## BEGIN Data shown

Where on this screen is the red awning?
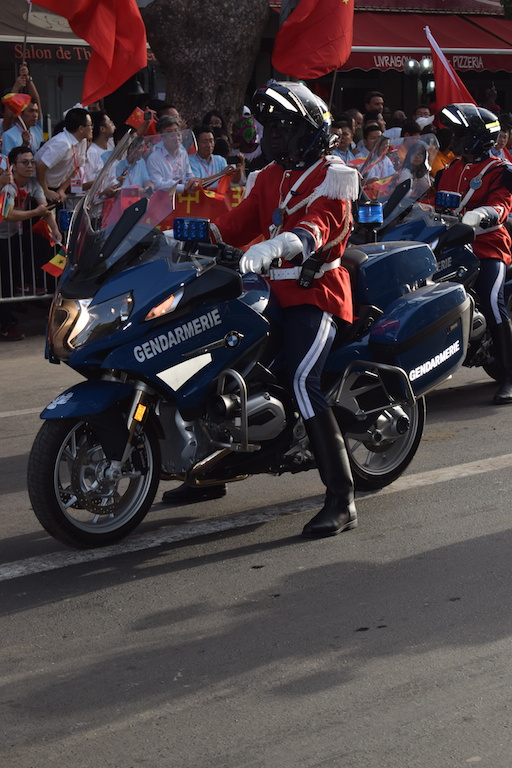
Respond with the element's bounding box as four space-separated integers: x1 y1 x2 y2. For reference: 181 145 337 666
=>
341 11 512 72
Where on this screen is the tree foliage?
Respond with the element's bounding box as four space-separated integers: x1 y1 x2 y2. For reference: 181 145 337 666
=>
141 0 269 126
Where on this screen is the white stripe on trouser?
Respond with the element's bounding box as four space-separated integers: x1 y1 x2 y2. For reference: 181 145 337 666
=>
293 312 332 419
489 261 506 325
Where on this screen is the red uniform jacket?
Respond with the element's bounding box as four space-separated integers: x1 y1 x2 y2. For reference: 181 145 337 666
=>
215 156 358 322
436 157 512 264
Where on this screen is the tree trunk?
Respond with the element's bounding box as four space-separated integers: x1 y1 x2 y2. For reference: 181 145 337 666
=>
141 0 269 127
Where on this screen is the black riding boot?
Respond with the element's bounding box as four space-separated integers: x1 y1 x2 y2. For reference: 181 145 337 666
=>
491 320 512 405
302 408 357 538
162 483 226 504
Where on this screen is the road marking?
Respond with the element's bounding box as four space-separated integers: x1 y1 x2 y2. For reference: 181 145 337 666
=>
0 453 512 581
0 408 43 419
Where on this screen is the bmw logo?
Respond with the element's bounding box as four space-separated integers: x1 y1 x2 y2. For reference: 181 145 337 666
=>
224 331 244 349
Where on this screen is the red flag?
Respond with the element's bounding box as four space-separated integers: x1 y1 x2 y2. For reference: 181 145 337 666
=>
41 248 67 277
33 0 147 105
124 107 156 136
2 93 33 117
272 0 354 80
425 27 476 111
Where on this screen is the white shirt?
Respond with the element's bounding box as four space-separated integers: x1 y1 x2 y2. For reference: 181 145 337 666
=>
146 144 194 193
35 128 87 189
84 141 105 181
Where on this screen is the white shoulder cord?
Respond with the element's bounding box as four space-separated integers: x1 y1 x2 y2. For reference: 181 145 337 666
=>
455 160 496 213
269 157 324 240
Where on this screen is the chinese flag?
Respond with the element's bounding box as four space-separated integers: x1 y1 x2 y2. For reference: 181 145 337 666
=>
41 249 67 277
272 0 354 80
425 27 476 111
33 0 147 105
2 93 33 117
32 219 55 247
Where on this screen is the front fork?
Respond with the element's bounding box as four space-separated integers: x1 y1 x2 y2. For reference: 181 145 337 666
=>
90 381 154 481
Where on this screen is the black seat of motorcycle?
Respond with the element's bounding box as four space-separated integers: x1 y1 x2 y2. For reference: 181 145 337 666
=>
181 266 242 311
341 246 368 291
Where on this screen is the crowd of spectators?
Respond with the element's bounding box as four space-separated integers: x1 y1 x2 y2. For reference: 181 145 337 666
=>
0 65 512 340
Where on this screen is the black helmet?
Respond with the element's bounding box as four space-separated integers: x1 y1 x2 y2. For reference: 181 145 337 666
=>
252 80 332 167
439 104 500 159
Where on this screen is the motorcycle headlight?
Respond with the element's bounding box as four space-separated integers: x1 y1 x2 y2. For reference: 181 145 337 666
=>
50 292 133 360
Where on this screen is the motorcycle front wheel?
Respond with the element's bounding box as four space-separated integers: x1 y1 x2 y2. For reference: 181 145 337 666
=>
27 419 160 549
345 397 426 491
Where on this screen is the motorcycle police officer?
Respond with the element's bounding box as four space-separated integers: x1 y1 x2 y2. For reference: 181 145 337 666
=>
164 80 359 537
435 104 512 405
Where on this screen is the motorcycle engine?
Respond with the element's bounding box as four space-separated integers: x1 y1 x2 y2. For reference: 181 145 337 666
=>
206 392 286 443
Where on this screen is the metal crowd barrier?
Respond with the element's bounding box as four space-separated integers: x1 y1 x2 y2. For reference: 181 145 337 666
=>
0 211 71 302
0 227 58 302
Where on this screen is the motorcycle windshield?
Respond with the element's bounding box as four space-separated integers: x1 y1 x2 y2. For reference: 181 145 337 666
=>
67 131 214 284
349 134 439 226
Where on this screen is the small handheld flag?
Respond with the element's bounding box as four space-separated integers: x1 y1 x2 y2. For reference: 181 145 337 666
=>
41 248 68 277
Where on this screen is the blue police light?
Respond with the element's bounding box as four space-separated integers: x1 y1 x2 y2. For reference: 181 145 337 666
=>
173 216 210 243
357 201 384 227
434 190 462 210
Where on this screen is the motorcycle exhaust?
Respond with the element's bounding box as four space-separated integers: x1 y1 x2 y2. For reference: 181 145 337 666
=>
184 448 249 487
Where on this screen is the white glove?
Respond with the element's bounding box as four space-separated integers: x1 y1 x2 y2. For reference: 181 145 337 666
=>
239 232 302 275
462 208 489 228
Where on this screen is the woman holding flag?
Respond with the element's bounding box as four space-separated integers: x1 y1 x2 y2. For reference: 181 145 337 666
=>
0 146 62 330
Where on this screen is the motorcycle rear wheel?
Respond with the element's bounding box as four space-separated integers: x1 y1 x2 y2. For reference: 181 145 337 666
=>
345 397 426 491
27 419 160 549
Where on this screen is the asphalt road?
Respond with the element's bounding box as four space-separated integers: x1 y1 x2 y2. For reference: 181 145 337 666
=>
0 337 512 768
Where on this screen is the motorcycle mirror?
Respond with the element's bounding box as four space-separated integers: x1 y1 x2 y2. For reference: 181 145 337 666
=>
173 216 210 243
434 223 476 256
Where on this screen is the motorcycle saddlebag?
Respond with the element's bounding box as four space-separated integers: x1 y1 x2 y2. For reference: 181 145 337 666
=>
369 283 471 396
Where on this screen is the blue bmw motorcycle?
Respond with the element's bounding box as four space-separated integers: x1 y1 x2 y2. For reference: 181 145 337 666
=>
28 136 471 548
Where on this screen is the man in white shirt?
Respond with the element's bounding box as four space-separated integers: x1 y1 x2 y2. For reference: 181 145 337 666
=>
146 117 198 194
35 107 92 202
83 109 116 190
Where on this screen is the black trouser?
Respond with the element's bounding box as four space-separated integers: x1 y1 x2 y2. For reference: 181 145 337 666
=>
283 304 336 420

## END Data shown

**Task directions**
Reproduce every one of the lines above word for word, leaving out the picture.

**Final result**
Where on this screen is the red awning?
Respond with the element's bounding box as four space-separated integers: x1 y1 x2 y2. For reference: 181 145 337 666
=>
341 11 512 72
Where on this screen is the tree foliage?
Respond with the element's bounding box as four space-separated integers: x1 y1 x2 y2. For reference: 181 145 337 666
=>
141 0 269 126
Where on this screen is the white stripe on trouser?
Respond with the element's bounding box as four space-separated integers: x1 y1 x2 y2. For reference: 181 145 337 666
=>
293 312 332 419
489 261 506 325
Where on this screen is the red uniform jacket?
Respond with the element's bounding box as four space-separated integers: x1 y1 x2 y2. For reference: 181 145 337 666
=>
215 156 358 322
436 157 512 264
Where on this screen is the tree trunk?
Respond with the element's bounding box as four space-separated integers: x1 y1 x2 y2. For reference: 181 145 337 666
=>
141 0 269 127
Where on this screen is the black riding boot?
Respond with the element's bounding box as four space-separated integers: x1 y1 x2 y2. For reference: 181 145 337 666
=>
491 320 512 405
302 408 357 538
162 483 226 504
Where on this screen is the road marking?
Respond with the element's bounding box as four space-separated integers: x1 y1 x2 y2. For reference: 181 145 337 666
=>
0 453 512 581
0 408 43 419
Where on this screen is the bmw logo?
Respond with the element's bounding box as four space-separated integers: x1 y1 x2 y2. For reference: 181 145 337 666
=>
224 331 244 349
Where on this screen is the red flag?
Respond with the element's bounding box as four space-separated integers: x1 y1 x2 y2. For reference: 181 145 337 666
=>
41 248 67 277
33 0 147 105
124 107 156 136
2 93 33 117
272 0 354 80
425 27 476 111
Where on this screen is the white shirt?
Respond with the element's bounding box as four space-separated integers: x1 y1 x2 y2. For reference: 181 145 337 666
=>
146 144 194 193
35 128 87 189
84 141 105 181
Where on this screen is the white shoulder cord?
Respond with the element's bounding box as four space-separated integers: x1 y1 x2 y2. For reference: 181 145 337 666
=>
455 160 496 213
269 157 324 240
Where on this screen is the chinese flag?
Respond with the element's bounding box as four space-separated integers: x1 y1 x2 y2. For reference: 181 145 337 666
=>
41 249 67 277
272 0 354 80
425 27 476 111
33 0 147 105
2 93 33 117
32 219 55 247
Where on this screen is the front fork?
Respond with the element's bounding box as four space-separated integers: x1 y1 x2 y2. For reference: 181 145 337 666
=>
90 381 154 481
Where on this screen is the black seat of motorcycle?
Respond with the element's bounding box as four space-separated integers: x1 y1 x2 y2. For reference: 181 145 337 666
=>
181 266 242 311
341 246 368 291
Where on this screen is the crowd of spectators?
Respond with the element's bounding box as four space-separated integers: x1 y1 x2 y2. For reference: 181 145 337 666
=>
0 65 512 340
Where on this screen is the black helmet?
Respond with the element's bounding box as four space-separated integers: x1 y1 x2 y2. For reference: 181 145 337 666
=>
252 80 332 167
439 104 500 159
Where on this screen is the motorcycle headlight?
Respond with the element's bounding box as four space-separated integers: x1 y1 x2 y2. For reference: 181 145 337 666
=>
50 292 133 360
Where on this screen is the motorcycle front wheel?
Respond with the element's bounding box as four space-separated integers: x1 y1 x2 y2. For reference: 181 145 337 666
=>
27 419 160 549
345 397 426 491
Where on this screen is the motorcycle police officer?
Respond with the element's bounding box as four space-separated integers: x1 y1 x2 y2. For reference: 181 145 337 666
=>
164 80 359 537
435 104 512 405
Where on this screen is the motorcycle engine?
Respond with the element's bounding box as four space-separated integers: x1 y1 x2 y2. For reference: 181 145 337 666
=>
206 392 286 443
Where on this screen is the metal crowd barrier?
Respond with the element's bounding box as four space-separated integers: x1 y1 x2 y2. For reference: 181 145 337 666
=>
0 211 71 302
0 227 58 302
Where on this screen is the motorcycle windshield?
Respond with the element's bounding box as four space-separated integers: x1 y1 x2 y2. For reference: 181 145 337 666
=>
67 131 214 284
349 134 439 226
Where on this screen is the small handheld flag?
Respond with the element's bounding box as four space-separated integers: x1 y1 x2 y2. For reference: 181 145 337 666
=>
41 248 68 277
Where on this screen is the blue police light?
Respond with the element's bounding box as four space-separated integers: x1 y1 x2 y2. For reference: 181 145 337 666
=>
173 216 210 243
357 201 384 227
434 190 462 210
Where on this screen is the motorcycle exhaust?
Respond with the element's bounding box as four space-separated integers: x1 y1 x2 y2. For reference: 181 145 337 666
=>
184 448 249 487
Where on this screen is the white glove?
Respond with the element's bounding box as four space-separated integers: x1 y1 x2 y2. For reference: 181 145 337 666
=>
239 232 302 275
462 208 489 228
Where on this screen is the woman holding flag?
Respond with the element's bounding box as four space-separated integers: x1 y1 x2 y2. For reference: 181 145 337 666
=>
0 146 62 330
Where on this screen is the motorcycle rear wheel?
Respond with the element's bounding box as four space-separated integers: x1 y1 x2 y2. For reference: 181 145 337 666
=>
345 397 426 491
27 419 160 549
Where on this screen is the asphalt road?
Respond with the element's bounding box as four space-separated integers: x1 y1 x2 y2. For reference: 181 145 337 666
=>
0 337 512 768
Where on this screen is the motorcycle mirror?
Respond with the element's bounding box as four space-separated integers: x1 y1 x2 y2. For reference: 181 145 337 666
=>
173 216 210 243
434 223 476 256
Where on this screen is the motorcycle saddlebag?
Respond with the element's bounding box as four space-separated integers: x1 y1 x2 y2. For reference: 181 145 337 666
=>
369 283 471 396
Where on this screen is the blue bmw motorcycle?
Respond with the element's bounding box as four space-separated integers: x1 y1 x2 y2. For reference: 181 145 337 666
=>
28 136 471 548
Where on this screen is the man in white shirt?
Respond with the element's bounding box as four space-separated integers: x1 y1 x2 y2. For reference: 181 145 337 666
=>
146 117 198 194
35 107 92 202
83 109 116 190
Where on this screen is the black trouser?
Respond with the element's bounding box as four space-separated integers: x1 y1 x2 y2. For reference: 181 145 337 666
=>
283 304 336 420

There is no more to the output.